'''

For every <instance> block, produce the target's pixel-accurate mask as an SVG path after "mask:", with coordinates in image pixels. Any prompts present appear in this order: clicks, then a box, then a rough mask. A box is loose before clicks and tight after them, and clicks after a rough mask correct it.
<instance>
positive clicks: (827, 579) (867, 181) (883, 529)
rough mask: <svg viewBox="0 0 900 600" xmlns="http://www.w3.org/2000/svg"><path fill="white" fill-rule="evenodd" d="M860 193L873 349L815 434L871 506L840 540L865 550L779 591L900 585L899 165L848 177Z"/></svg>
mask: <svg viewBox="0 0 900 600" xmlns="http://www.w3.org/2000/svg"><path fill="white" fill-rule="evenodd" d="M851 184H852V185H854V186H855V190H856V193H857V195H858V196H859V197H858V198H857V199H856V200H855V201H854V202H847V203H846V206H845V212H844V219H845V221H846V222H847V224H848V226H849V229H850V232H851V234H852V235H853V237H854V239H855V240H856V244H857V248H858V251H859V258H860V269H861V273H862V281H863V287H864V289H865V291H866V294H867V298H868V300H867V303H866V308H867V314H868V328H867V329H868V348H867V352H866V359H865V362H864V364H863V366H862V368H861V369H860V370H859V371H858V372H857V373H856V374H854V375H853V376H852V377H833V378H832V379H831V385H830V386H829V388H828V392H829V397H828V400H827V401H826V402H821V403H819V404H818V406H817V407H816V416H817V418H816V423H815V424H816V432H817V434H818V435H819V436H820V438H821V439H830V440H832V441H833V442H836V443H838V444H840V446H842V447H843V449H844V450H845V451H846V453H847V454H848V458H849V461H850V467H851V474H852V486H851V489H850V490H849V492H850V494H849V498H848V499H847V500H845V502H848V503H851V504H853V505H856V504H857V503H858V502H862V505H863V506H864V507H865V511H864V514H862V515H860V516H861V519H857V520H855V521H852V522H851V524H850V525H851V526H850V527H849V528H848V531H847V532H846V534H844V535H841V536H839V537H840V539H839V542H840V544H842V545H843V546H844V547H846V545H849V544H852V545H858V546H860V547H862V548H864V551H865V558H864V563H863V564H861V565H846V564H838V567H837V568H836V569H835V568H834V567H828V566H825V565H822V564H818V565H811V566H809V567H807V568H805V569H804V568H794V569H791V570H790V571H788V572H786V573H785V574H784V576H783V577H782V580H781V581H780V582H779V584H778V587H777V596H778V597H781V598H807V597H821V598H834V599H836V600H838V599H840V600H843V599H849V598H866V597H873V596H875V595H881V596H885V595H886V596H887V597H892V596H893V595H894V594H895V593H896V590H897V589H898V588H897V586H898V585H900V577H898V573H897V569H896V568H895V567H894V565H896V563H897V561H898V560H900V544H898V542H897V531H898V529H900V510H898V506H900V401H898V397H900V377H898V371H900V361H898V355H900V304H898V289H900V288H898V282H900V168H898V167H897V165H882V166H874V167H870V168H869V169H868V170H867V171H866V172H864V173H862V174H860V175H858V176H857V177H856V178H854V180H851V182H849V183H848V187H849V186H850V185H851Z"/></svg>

'''

• **To-do item**: Word for word, output all of the material.

• **Output for this task**:
For every <instance> block, produce the target's pixel-accurate mask as an SVG path after "mask:", with coordinates in image pixels. Any prompts present appear in this order: clicks, then a box, then a rough mask. A box is loose before clicks and tight after them, and clicks after a rough mask correct it.
<instance>
positive clicks: (827, 579) (867, 181) (883, 529)
rough mask: <svg viewBox="0 0 900 600" xmlns="http://www.w3.org/2000/svg"><path fill="white" fill-rule="evenodd" d="M860 193L873 349L815 434L871 506L840 540L865 550L779 591L900 585L899 165L848 177Z"/></svg>
mask: <svg viewBox="0 0 900 600" xmlns="http://www.w3.org/2000/svg"><path fill="white" fill-rule="evenodd" d="M851 184H852V185H854V186H855V190H856V193H857V195H858V196H859V197H858V198H857V199H856V200H855V201H854V202H847V203H846V206H845V212H844V219H845V221H846V222H847V224H848V226H849V229H850V232H851V234H852V235H853V237H854V239H855V240H856V244H857V248H858V251H859V258H860V269H861V273H862V281H863V287H864V289H865V291H866V294H867V298H868V300H867V303H866V308H867V314H868V328H867V329H868V348H867V352H866V359H865V362H864V364H863V366H862V368H861V369H860V370H859V371H858V372H857V373H856V374H854V375H853V376H852V377H833V378H832V379H831V385H830V386H829V388H828V392H829V397H828V400H827V401H826V402H821V403H819V404H818V406H817V407H816V416H817V418H816V423H815V424H816V432H817V434H818V435H819V436H820V438H821V439H830V440H832V441H833V442H836V443H838V444H840V446H842V447H843V449H844V450H845V451H846V453H847V454H848V458H849V461H850V467H851V474H852V486H851V489H850V490H849V492H850V494H849V498H848V499H847V500H845V502H848V503H851V504H853V505H856V504H857V503H858V502H862V505H863V506H864V507H865V511H864V514H862V515H860V516H861V519H857V520H855V521H852V522H851V524H850V525H851V526H850V527H849V528H848V531H847V532H846V534H844V535H841V536H839V537H840V539H839V542H840V544H842V545H843V546H844V547H846V545H849V544H852V545H858V546H860V547H862V548H864V551H865V558H864V563H863V564H861V565H846V564H838V567H837V568H836V569H835V568H834V567H828V566H825V565H822V564H818V565H811V566H809V567H807V568H805V569H804V568H794V569H791V570H790V571H788V572H786V573H785V574H784V576H783V577H782V580H781V581H780V582H779V584H778V587H777V596H778V597H781V598H807V597H821V598H834V599H836V600H838V599H840V600H843V599H849V598H866V597H873V596H875V595H881V596H885V595H886V596H887V597H892V596H893V595H894V594H895V593H896V590H897V589H898V588H897V586H898V585H900V577H898V573H897V569H896V568H895V567H894V565H896V563H897V561H898V560H900V544H898V542H897V531H898V529H900V510H898V506H900V401H898V397H900V377H898V371H900V361H898V355H900V304H898V289H900V288H898V282H900V168H898V167H897V165H882V166H874V167H870V168H869V169H868V170H867V171H866V172H864V173H862V174H860V175H858V176H857V177H856V178H854V180H851V182H849V183H848V187H849V186H850V185H851Z"/></svg>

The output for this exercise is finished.